ESTRATTO DEL TESTO >>
Quel tentativo però, intuito nel suo giusto valore dal Bovio, ha questo di
buono: considera Dante come Poeta Ghibellino. Dante è cristiano, non cattolico;
è il primo poeta civile italiano, il primo filosofo laico.
“Donne ch’avete intelletto d’amore”(Dante
,Vita Nova ,cap. XIX )
Così Dante, dal brutto nome di vuoto accozzatore di
versi settarii, sale a dignità di pensatore, di poeta, di filosofo. Rossetti,
interpretando troppo alla lettera alcune parole del filosofo, gettò su Dante,
mentre credeva di innalzarlo, l’onta del riso e della dappocaggine.
Il Rossetti tentenna, però. Un concetto nuovo, originale e ardito gli è sorto
in mente, teme gli sfugga, e, per tenere dietro a questo, non bada ai mali
passi; di qui le inesattezze e le contraddizioni. Ciò avrà influito a far
dimenticare quel commento, che pur racchiude in sé moltissimi pregi, e ha spiegazioni
utili anche oggi. In certi punti tu credi almeno che il Rossetti sia il più
mortale nemico del papato, un commentatore massone, dirai; ma ecco egli si
dichiara fervente cristiano, e desidera alcuno che lo convinca sull’innocenza
di Clemente V. Egli, che chiama il papa principe dell’Inferno, con apertissimo
animo loda papa Celestino.
«[…] colui «che fece, per viltade, il gran rifiuto. Egli, che ripete sempre e
insiste e prova che la Commedia ha significato solamente allegorico, si ricrede
e dice che erreremmo, se in tutto il poema volessimo sognare allegorie. Egli,
che commenta Dante, lo biasima perché ha messo nel fuoco Niccolò III e altri
papi e vi aspetta Bonifacio VIII e Clemente V.

SCOPO DELL'ESERCIZIO >> Nell'estratto su Dante e il Rossetti, quale papa viene lodato dal Rossetti "con apertissimo animo"? Usa soltanto l'estratto, senza altre fonti.

DATI FORNITI >>
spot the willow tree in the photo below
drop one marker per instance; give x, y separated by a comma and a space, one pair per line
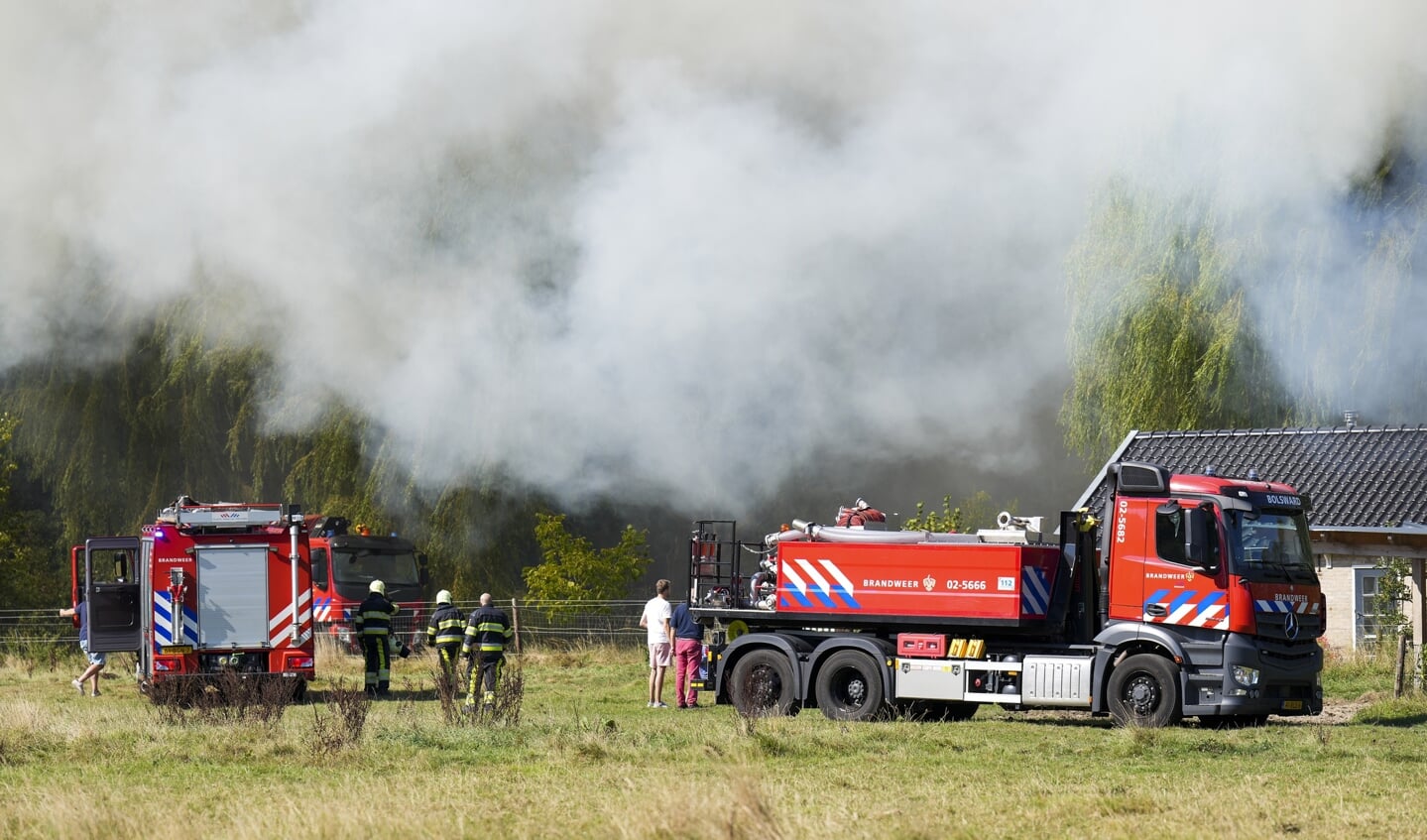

RISPOSTA CORRETTA >> Papa Celestino.